(Extract provided)
* start *
Section : BOOK WORLD
Issue Date : 9 / 1989  2,378 Words
Author : Audrey Foote

       A RING OF CONSPIRATORS
       Henry James and his Literary Circle
       Miranda Seymour
       Boston, Houghton Mifflin, 1989
       $19.95
       
        In 1898 H.G. Wells and his wife Jane settled at Sandgate in Sussex, and they soon became aware that they had tumbled into a nest of fellow novelists. Oddly, with the very obvious exception of Rudyard Kipling in nearby Burwash, not one of these writers in that little corner of England was a true-blue Briton. Henry James and Stephen Crane, the oldest and the youngest but both renowned authors, were Americans. Ford Madox Ford (ne Hueffer and still using that Teutonic last name) was half-German, and Joseph Conrad was Polish-born; they were at the start of their careers. Wells, already acclaimed for The Time Machine and The War of the Worlds, quickly met them all. He was sufficiently impressed to remark, with jolly mock chauvinism but also with a sharp eye on the competition, that they seemed to form a "ring of foreign conspirators plotting against British letters in the neighborhood of Rye."
* end *
(What you should do)
According to the book review above, where did H.G. Wells and his wife Jane settle in 1898?

(Raw data)
* start *
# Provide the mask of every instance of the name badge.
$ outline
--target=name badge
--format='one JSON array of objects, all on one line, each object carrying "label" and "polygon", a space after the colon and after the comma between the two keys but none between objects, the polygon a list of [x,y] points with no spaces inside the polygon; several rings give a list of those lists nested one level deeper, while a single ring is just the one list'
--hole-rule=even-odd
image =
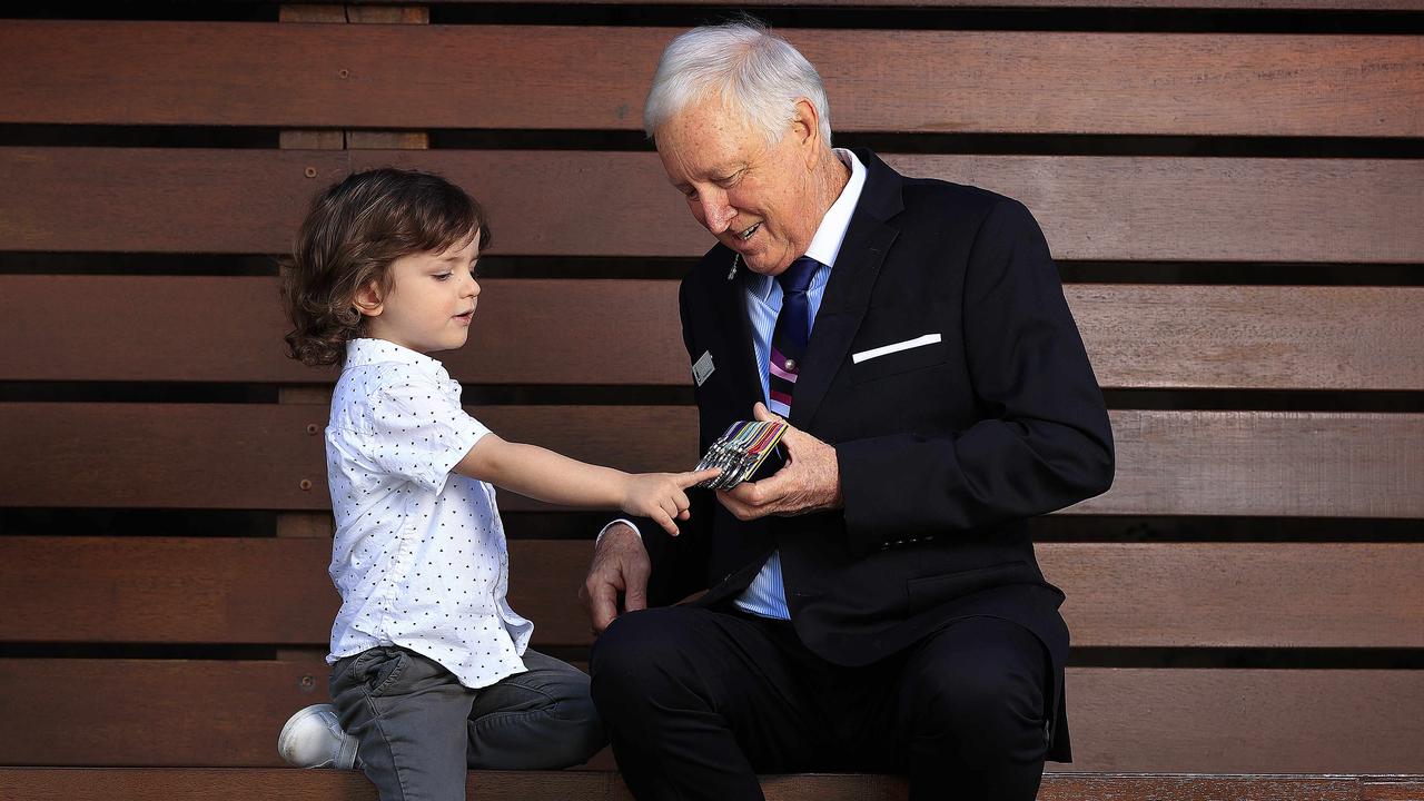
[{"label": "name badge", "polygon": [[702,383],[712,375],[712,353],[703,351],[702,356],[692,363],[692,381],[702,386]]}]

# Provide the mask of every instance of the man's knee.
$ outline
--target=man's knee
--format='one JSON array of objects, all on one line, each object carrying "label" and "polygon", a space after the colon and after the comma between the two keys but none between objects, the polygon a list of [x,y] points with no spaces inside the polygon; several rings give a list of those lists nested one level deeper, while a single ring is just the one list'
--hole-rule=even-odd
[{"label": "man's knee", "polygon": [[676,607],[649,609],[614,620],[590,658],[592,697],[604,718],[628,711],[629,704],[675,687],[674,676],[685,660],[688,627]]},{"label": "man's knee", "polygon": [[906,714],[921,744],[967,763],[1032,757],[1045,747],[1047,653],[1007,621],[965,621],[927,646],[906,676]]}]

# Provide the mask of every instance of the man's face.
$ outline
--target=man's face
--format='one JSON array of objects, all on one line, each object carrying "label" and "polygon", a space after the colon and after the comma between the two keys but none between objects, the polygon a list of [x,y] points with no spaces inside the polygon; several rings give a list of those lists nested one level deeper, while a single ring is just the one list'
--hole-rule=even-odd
* end *
(Complete answer)
Sandgate in Sussex.